→ **What is expected**
Without the pictures, reproduce the entries below exactly.
_____
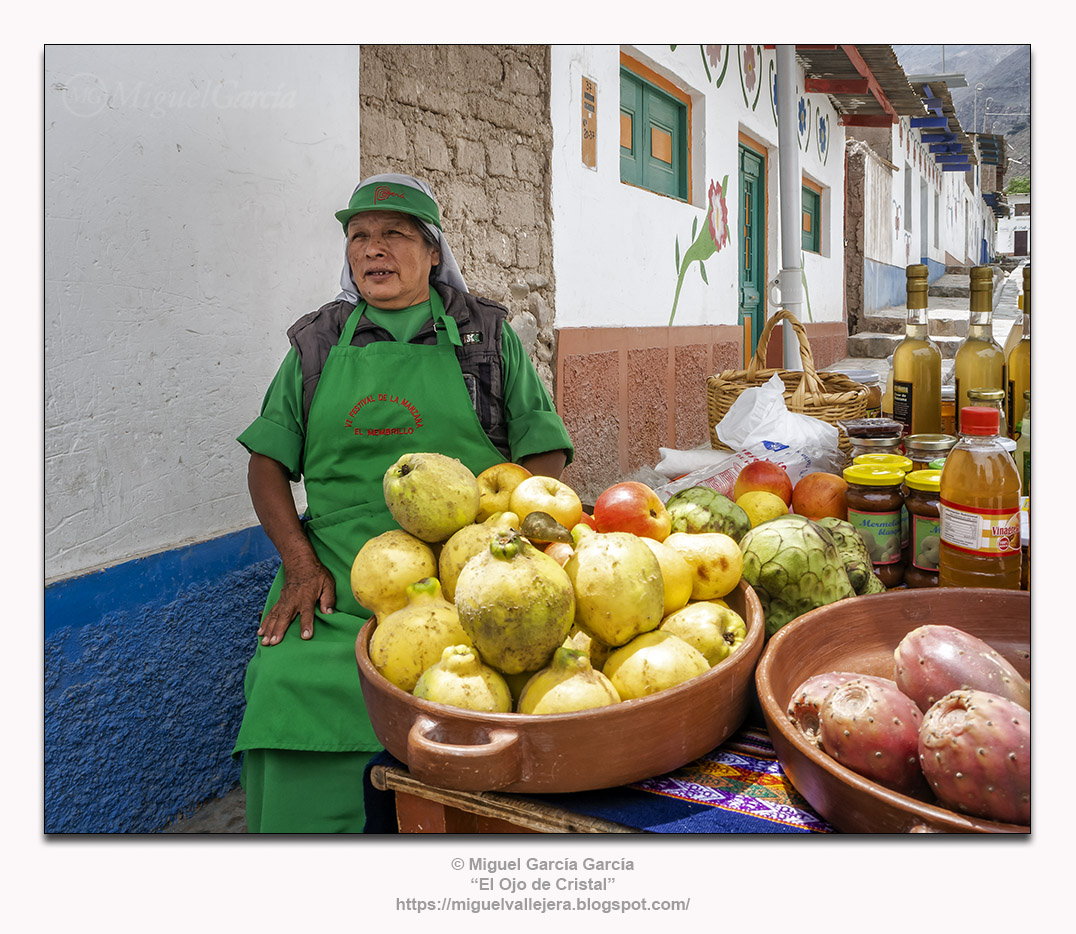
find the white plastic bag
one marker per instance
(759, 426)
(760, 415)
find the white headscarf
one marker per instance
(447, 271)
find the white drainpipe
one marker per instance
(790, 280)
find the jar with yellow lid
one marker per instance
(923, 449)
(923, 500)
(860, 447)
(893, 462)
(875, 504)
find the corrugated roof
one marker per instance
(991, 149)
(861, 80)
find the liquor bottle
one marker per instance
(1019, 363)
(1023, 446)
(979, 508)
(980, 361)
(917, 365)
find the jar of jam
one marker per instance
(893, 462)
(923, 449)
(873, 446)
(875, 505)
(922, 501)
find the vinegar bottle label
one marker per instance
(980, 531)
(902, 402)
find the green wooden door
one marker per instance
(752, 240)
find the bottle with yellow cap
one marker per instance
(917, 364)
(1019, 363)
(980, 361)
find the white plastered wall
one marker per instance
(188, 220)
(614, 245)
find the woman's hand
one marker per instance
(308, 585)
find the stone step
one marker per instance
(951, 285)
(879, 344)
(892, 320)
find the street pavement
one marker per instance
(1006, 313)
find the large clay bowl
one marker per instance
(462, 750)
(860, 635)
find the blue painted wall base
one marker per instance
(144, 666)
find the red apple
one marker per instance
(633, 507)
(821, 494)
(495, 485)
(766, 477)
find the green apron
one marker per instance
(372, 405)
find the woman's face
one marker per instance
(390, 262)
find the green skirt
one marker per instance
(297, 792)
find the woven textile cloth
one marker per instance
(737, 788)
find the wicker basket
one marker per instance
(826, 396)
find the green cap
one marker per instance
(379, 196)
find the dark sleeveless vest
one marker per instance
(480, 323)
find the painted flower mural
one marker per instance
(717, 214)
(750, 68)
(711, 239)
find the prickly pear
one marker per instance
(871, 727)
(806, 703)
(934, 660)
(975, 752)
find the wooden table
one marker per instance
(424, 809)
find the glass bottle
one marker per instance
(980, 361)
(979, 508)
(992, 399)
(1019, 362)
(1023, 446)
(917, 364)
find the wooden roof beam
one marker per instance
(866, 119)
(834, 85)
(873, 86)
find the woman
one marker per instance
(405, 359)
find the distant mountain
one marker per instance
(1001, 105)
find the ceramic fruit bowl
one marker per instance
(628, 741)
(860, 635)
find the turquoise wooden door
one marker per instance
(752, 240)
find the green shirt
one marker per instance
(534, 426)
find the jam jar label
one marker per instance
_____
→ **Response**
find the white plastic bag
one marker per instance
(759, 426)
(760, 415)
find the white headscarf
one marker per instance
(447, 271)
find the white drainpipe
one marker per instance
(790, 280)
find the jar with yellow lid
one marker per instance
(923, 449)
(923, 500)
(860, 447)
(893, 462)
(875, 504)
find the corrugated roof
one marker per instance
(991, 149)
(861, 80)
find the liquor bottle
one marker per instance
(1019, 363)
(1023, 446)
(979, 508)
(980, 361)
(917, 365)
find the jar of jam
one marker per instance
(893, 462)
(923, 449)
(873, 446)
(875, 505)
(922, 501)
find the vinegar bottle label
one marker per instance
(980, 531)
(902, 402)
find the green wooden door
one marker per instance
(752, 240)
find the bottle with yellow cap
one marker per instance
(917, 364)
(1019, 363)
(980, 361)
find the white plastered wall
one marker per instance
(188, 220)
(614, 245)
find the woman's hand
one marker per instance
(308, 585)
find the stone step
one marker per instance
(951, 285)
(879, 344)
(892, 320)
find the street pavement
one marker per instance
(1006, 313)
find the large clay bowl
one marker per instance
(462, 750)
(860, 635)
find the blue painted wall base
one marker per instance
(144, 666)
find the red apple
one marker per instance
(633, 507)
(821, 494)
(495, 485)
(766, 477)
find the green apron
one marker per instance
(372, 405)
find the woman's face
one marker per instance
(390, 262)
find the green skirt
one marker per instance
(297, 792)
find the woven textile cloth
one marker per instance
(737, 788)
find the wicker basket
one marker per instance
(826, 396)
find the green cap
one marker per instance
(379, 196)
find the dark sleeveless vest
one marker per instance
(480, 323)
find the painted flower mural
one marker per instance
(717, 214)
(750, 68)
(711, 239)
find the prickly pear
one marker per instance
(871, 727)
(806, 703)
(934, 660)
(975, 752)
find the wooden table
one marker per instance
(424, 809)
find the glass bottle
one marker per instance
(980, 361)
(979, 508)
(992, 399)
(1019, 362)
(1023, 446)
(917, 364)
find the wooden roof beam
one marker per instance
(866, 119)
(834, 85)
(873, 86)
find the woman
one marker per instance
(405, 359)
find the distant mountain
one marker per instance
(1001, 105)
find the ceramic fruit bowl
one marker per instance
(628, 741)
(860, 635)
find the turquoise wooden door
one marker per instance
(752, 240)
find the green shirt
one marker per instance
(534, 426)
find the jam jar label
one marker per instance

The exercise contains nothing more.